### [Source extract]
◇ ◇ ◇
Instead of building on Marcelo Bielsa’s legacy, Leeds blew it all up, and 2022-23 feels like starting again in the unknown. The rush to sign players – two from Jesse Marsch’s former employers, Salzburg – suggests planned rebuilding, but dealing with high-profile departures might be the biggest test of the new coach while making his ‘energy drink football’ work.

Leeds United 2022/23 season preview and prediction: The lesson from last year

Never do any of that ever again. Fans are divided over who to blame for a disastrous season, which is usually a sign that so much went wrong, there was no shortage of guilty parties.

Key injuries to the Whites’ spine proved crippling, as were a joint-league-high 19 goals conceded from set-pieces, and if the former were truly down to Bielsa’s training methods, then there should be provisions made to ensure there’s no repeat. Otherwise, the big lesson resembles Howard Wilkinson’s old maxim: ‘Fail to prepare; prepare to fail’. 

Nobody saw a bad second season coming, and nobody knew what to do when it arrived. Leeds won’t get away with that twice in this Premier League, and their hopes won’t be enhanced by hero Raphinha following Manchester City-bound Kalvin Phillips out the door.
◇ ◇ ◇
### [Task requirements]
According to the Leeds United season preview, how many goals did Leeds concede from set-pieces during the disastrous season?

### [Dataset excerpt]
◇ ◇ ◇
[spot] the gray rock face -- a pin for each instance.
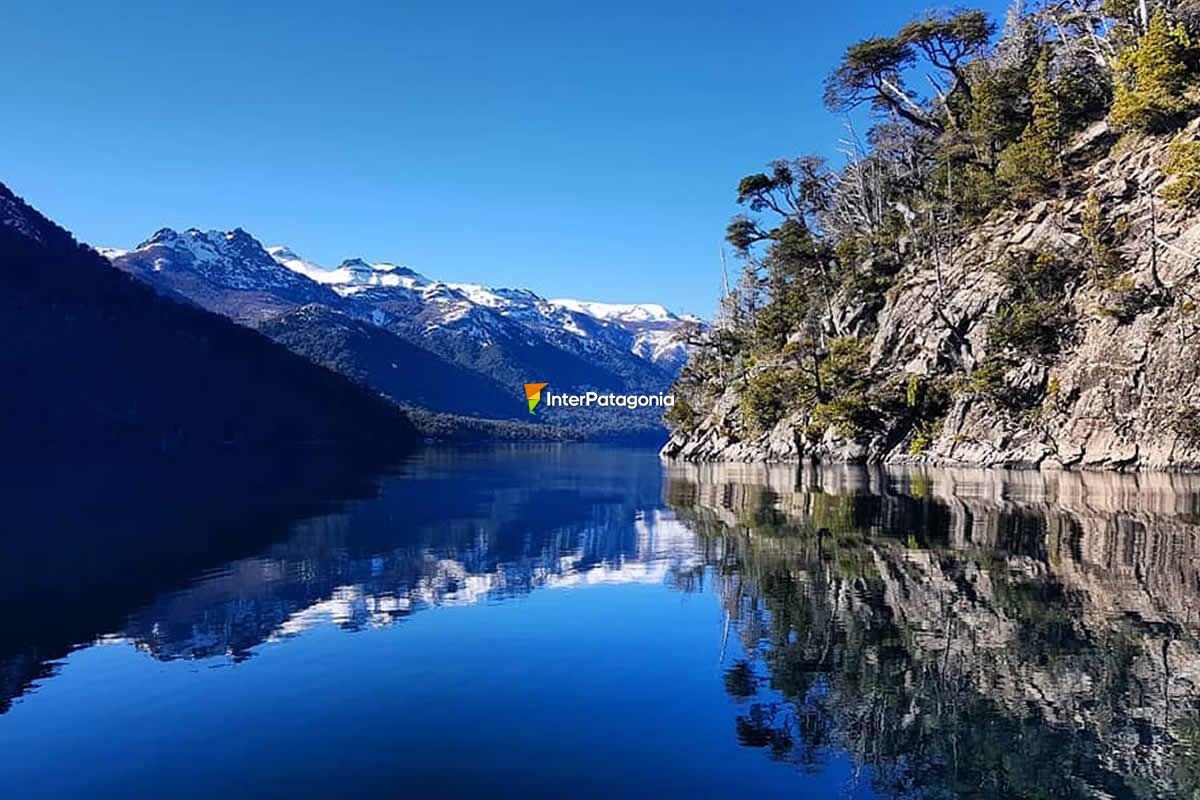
◇ ◇ ◇
### [Full solution]
19, a joint-league-high.